Wednesday, April 25, 2012

Lemon Ricotta Cookies

First, you should you know that sharing this recipe with you, at this moment, is keeping me from a complete brain meltdown due to cramming ridiculous amounts of finance information into my brain.

Boo finals.  It hurts.

So thank you for being there to read this.  My brain feels a little less mushy already.

 

Second, I need you to throw out any preconceived notions you have about cheese and sweets.  Lemon Ricotta Cookies?  Yeah, yeah I know it sounds strange.  But trust me, it's not.  The ricotta creates this fabulous cake like texture and the lemon makes for a light and refreshing treat.  Oh, and did I mention you get to slather them in a lemon glaze?


 You want one don't you?


Or 27 of them...

lemon ricotta cookies
Makes: 3-4 dozen cookies   Prep Time: 10 minutes  Bake Time: 15 minutes  Cooling Time: 20 minutes   Total Time: 45 minutes


Ingredients:
for the cookies-
2 1/2 cups flour
1 teaspoon baking powder
1 teaspoon salt
1 stick unsalted butter, at room temperature
2 cups sugar
2 eggs
1 (15-ounce) container whole milk ricotta cheese
3 tablespoons lemon juice
zest of 1 lemon

for the glaze-
1 1/2 cups powdered sugar
3 tablespoons lemon juice
zest of 1 lemon

 
Preheat the oven to 350°, line cookie sheets with parchment paper, and gather your ingredients.

....

REQUIRED TASKS:
A: Decide whether each statement agrees with the lemon ricotta cookie post above. Answer yes or no for each, and quote the words from the post that settle it.
(i) The recipe yields three to four dozen cookies.
(ii) The cookie dough uses salted butter.
(iii) The oven should be preheated to 375°.
B: Collect every line in the rows below that contains the word "white".

ENTRIES SHOWN:
....

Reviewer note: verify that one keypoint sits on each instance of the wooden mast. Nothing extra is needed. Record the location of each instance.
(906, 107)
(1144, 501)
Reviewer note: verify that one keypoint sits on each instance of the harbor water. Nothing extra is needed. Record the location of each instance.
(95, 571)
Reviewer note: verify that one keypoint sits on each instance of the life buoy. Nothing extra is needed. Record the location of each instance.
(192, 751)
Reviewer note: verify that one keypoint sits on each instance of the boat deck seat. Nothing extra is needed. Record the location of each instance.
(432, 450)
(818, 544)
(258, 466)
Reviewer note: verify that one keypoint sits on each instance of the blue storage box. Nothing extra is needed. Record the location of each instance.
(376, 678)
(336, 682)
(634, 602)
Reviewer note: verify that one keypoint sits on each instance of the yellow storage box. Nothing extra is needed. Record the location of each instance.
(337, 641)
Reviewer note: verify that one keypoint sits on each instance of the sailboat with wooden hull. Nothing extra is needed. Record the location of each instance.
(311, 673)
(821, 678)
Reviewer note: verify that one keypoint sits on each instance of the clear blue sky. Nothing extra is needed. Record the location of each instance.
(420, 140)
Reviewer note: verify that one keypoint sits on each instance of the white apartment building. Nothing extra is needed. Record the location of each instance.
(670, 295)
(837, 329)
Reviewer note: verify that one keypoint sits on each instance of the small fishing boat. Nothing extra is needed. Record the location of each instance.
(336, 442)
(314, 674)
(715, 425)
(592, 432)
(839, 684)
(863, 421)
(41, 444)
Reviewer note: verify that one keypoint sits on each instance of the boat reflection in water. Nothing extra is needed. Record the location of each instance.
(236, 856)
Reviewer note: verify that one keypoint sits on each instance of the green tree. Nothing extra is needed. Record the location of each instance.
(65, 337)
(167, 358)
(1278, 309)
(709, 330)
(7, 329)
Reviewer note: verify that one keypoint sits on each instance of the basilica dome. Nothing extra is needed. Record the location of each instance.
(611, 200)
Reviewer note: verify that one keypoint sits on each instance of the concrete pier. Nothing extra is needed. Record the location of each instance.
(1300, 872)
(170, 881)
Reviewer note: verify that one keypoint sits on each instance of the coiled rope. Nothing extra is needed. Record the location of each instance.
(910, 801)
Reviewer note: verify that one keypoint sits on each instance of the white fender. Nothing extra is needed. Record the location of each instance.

....

ANSWERS TO THE TASKS:
A:
(i) Yes: "Makes: 3-4 dozen cookies"
(ii) No: "1 stick unsalted butter, at room temperature"
(iii) No: "Preheat the oven to 350°"

B:
Reviewer note: verify that one keypoint sits on each instance of the white apartment building. Nothing extra is needed. Record the location of each instance.
Reviewer note: verify that one keypoint sits on each instance of the white fender. Nothing extra is needed. Record the location of each instance.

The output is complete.